- Problem requirements -
Each record must be returned exactly, apart from the pictures, which stay out.

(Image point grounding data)

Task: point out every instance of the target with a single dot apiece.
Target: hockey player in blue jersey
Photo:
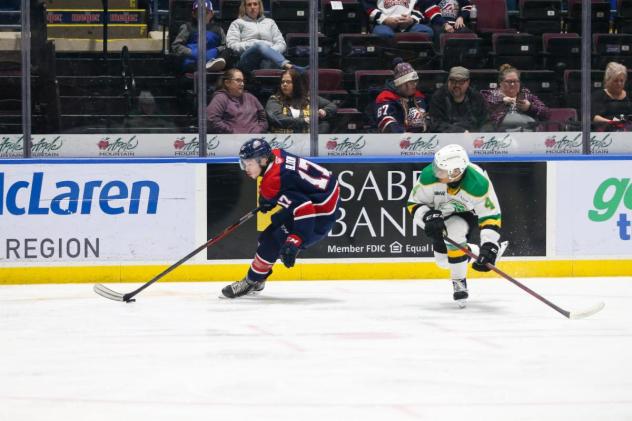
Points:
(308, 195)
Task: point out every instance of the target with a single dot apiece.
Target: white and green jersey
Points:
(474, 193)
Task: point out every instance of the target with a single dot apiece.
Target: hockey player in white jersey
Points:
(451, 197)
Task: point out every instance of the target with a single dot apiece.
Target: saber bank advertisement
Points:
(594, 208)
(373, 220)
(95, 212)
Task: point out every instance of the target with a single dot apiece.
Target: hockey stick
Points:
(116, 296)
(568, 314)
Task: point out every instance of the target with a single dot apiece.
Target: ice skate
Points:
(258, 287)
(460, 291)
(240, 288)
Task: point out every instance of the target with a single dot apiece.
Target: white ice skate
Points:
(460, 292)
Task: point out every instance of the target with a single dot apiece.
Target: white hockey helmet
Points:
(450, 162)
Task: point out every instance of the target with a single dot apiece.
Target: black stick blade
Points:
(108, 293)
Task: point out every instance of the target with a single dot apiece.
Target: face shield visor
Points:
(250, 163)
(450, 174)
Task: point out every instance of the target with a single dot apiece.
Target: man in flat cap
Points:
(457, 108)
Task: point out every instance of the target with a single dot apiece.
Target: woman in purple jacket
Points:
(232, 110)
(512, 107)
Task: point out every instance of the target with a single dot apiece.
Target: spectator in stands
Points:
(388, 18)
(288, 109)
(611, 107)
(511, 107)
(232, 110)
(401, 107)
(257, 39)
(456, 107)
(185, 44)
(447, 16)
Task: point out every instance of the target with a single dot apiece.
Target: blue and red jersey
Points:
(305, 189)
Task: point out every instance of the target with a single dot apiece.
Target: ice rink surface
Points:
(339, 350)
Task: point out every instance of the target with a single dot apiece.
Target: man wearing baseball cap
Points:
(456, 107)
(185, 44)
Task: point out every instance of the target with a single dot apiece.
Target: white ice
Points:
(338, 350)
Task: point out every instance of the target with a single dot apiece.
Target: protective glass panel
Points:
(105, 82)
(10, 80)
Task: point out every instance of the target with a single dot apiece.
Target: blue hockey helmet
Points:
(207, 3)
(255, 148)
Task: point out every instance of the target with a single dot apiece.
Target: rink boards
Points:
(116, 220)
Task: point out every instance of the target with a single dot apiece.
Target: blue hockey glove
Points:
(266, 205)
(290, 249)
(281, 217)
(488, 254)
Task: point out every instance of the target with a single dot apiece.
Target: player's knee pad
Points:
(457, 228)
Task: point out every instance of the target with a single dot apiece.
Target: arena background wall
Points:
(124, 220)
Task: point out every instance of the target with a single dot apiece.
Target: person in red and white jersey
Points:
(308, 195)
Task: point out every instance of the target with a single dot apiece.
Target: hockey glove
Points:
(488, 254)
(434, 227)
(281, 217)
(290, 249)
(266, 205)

- Output of the exercise -
Task: point out every instance of the target with a single dot apiece.
Target: hockey player in blue jersey
Photo:
Points:
(308, 195)
Task: point out every instance of the target with a single dot apiece.
Target: white and green jersey
Points:
(474, 193)
Task: point out every instance of the target with a single dot apiece.
Target: hockey player in white jersey
Points:
(451, 197)
Task: point out every instance of the target with a single dot apiece.
Target: saber bank advertisement
Points:
(594, 208)
(373, 220)
(95, 212)
Task: point out every instance of the target with a single dot apiece.
Target: hockey stick
Points:
(116, 296)
(568, 314)
Task: point out every instance of the target with a single dot apiece.
Target: ice skate
Points:
(258, 287)
(460, 291)
(240, 288)
Task: point out every instance of the target with a single dot apiece.
Target: white ice skate
Points:
(460, 292)
Task: point out every instance of the target with a single dot apiece.
Target: white hockey helmet
Points:
(450, 162)
Task: point out every instance of the target with a single dot apiece.
Target: black stick blade
Points:
(108, 293)
Task: point out every instance of the target with a single dot apiece.
Target: face shield visor
Points:
(250, 163)
(450, 174)
Task: point out every instance of the target with a single dot apiece.
Target: man in flat cap
Points:
(457, 108)
Task: point out every instance of the target with a single dot apiece.
Target: woman in purple jacket
Points:
(232, 110)
(512, 107)
Task: point out every instance of the target with a single dot apiece.
Target: spectator in stands
Points:
(388, 18)
(288, 109)
(611, 107)
(511, 107)
(232, 110)
(401, 107)
(257, 39)
(456, 107)
(185, 44)
(447, 16)
Task: point out every instance of the target with a single dot apiece.
Target: blue and red jersey
Points:
(305, 189)
Task: point out every instance of the target with a single dot apiece.
Target: ice rink surface
Points:
(339, 350)
Task: point out every instance of the target with a single dot apiece.
Target: man wearing baseball cap
Points:
(456, 107)
(185, 44)
Task: point out every instance of the target with a single dot apiece.
Target: white ice
Points:
(338, 350)
Task: point out every instance of the target with a single dot apiece.
Target: protective glass panel
Points:
(105, 82)
(10, 80)
Task: point out every instance of the target with a single dot apiece.
Target: blue hockey helmet
Points:
(207, 3)
(255, 148)
Task: point out every instance of the target with a single dot apiece.
Target: rink boards
Points:
(116, 220)
Task: point out every instance of the target with a single dot apiece.
Target: blue hockey glove
Points:
(266, 205)
(290, 249)
(281, 217)
(488, 254)
Task: point out every instance of the target with a single dot apiece.
Target: player's knee pad
Points:
(457, 228)
Task: point out every instance of the target with a single dot apiece.
Target: arena background wall
Points:
(124, 220)
Task: point out every instance of the target with a single dot apiece.
Target: person in red and white jersey
Points:
(308, 195)
Task: point out every instance of the target with a single dot apiece.
Target: hockey glove
Points:
(488, 254)
(434, 227)
(281, 217)
(290, 249)
(266, 205)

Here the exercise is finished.